All records should be written out again exactly.

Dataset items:
------------------------------------------------------------
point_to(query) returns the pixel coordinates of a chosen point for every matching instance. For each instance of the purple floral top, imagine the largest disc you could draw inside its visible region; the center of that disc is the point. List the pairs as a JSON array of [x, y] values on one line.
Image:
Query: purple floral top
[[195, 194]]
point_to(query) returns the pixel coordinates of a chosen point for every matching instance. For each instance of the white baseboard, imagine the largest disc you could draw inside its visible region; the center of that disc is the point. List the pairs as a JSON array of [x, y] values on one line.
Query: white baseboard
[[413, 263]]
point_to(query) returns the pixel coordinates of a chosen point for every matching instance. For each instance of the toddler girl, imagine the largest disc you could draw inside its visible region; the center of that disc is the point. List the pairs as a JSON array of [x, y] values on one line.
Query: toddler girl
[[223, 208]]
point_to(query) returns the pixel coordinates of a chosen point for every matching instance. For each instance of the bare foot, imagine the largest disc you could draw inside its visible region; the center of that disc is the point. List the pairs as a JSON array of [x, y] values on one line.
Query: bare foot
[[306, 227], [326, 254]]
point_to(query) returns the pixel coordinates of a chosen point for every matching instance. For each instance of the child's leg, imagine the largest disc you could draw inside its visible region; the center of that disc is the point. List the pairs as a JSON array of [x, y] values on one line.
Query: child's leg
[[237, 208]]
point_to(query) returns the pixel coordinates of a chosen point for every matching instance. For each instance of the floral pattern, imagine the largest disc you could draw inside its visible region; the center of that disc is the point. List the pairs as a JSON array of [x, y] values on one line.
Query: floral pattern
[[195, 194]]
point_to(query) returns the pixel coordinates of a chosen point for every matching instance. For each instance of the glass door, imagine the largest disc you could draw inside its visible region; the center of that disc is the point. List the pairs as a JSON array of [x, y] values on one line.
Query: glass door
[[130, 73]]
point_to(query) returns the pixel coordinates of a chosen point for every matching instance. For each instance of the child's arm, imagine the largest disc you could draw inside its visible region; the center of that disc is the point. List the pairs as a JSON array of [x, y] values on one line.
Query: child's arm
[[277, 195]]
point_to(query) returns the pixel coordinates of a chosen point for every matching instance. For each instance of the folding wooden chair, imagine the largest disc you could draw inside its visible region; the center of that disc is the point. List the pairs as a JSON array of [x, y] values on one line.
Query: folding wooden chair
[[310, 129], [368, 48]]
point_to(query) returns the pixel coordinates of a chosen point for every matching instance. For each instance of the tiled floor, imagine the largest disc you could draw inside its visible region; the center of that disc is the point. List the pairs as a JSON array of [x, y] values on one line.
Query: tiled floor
------------------------------------------------------------
Your solution »
point_to(query) returns the pixel coordinates of a chosen point for every matching instance. For each instance of the purple floral top, imagine the largest disc you could draw inside its visible region; the center of that disc is the point. List the pairs as a JSON array of [x, y] values on one line.
Image:
Query: purple floral top
[[195, 194]]
point_to(query) returns the pixel coordinates of a chosen point for every matching instance. For each instance of the white baseboard, imagine the largest disc you could draw inside its visible region; the center of that disc is the point. List the pairs as a JSON array of [x, y] values on one line.
Query: white baseboard
[[413, 263]]
point_to(query) returns the pixel coordinates of a chosen point for every matching instance. For each instance of the toddler girl, imagine the largest disc you could draw inside its visible region; the center of that disc is the point. List the pairs as a JSON array of [x, y] values on one line.
Query: toddler girl
[[223, 208]]
point_to(query) returns the pixel coordinates of a chosen point for every matching instance. For each instance of the bare foot, imagine the largest disc you could draw inside its visible region; the center of that disc is the point. List the pairs as a JSON array of [x, y] values on one line.
Query: bare foot
[[306, 227], [326, 254]]
point_to(query) returns the pixel coordinates of a chosen point for every matching instance. For each instance of the child's leg, imagine the largest disc you could draw inside its visible region; the center of that disc is the point. List the pairs as a JSON array of [x, y] values on one line.
Query: child's leg
[[237, 208]]
point_to(query) returns the pixel coordinates of a chosen point for every matching instance. For each instance of the floral pattern, imagine the largest disc you could draw inside its visible region; the center of that disc is the point. List the pairs as a JSON array of [x, y] values on one line.
Query: floral pattern
[[195, 194]]
point_to(query) returns the pixel coordinates of a chosen point for every matching instance. For each instance of the glass door, imagine the largest disc you could draw inside its visible region; the center of that disc is the point. List the pairs as a JSON array of [x, y] values on one line.
Query: glass door
[[130, 73]]
point_to(query) returns the pixel coordinates of a chosen point for every matching instance. For each instance of the child's arm, imagine the largest disc you could draw inside its visible region; the center of that disc is the point. List the pairs as a JSON array of [x, y] values on one line.
Query: child's arm
[[277, 195]]
point_to(query) returns the pixel coordinates of a chosen point for every matching instance. For each instance of the folding wooden chair, imagine the largest disc you could draw inside its visible region; the center of that disc is the point. List the pairs as a JSON array of [x, y] values on one line.
Query: folding wooden chair
[[310, 129], [368, 48]]
point_to(query) returns the pixel coordinates of a chosen point for every matching instance. For each instance of the tiled floor, imagine the largest disc you could draw inside its visible region; the center of that disc is the point. List the pairs as a JSON array of [x, y] values on one line.
Query: tiled floor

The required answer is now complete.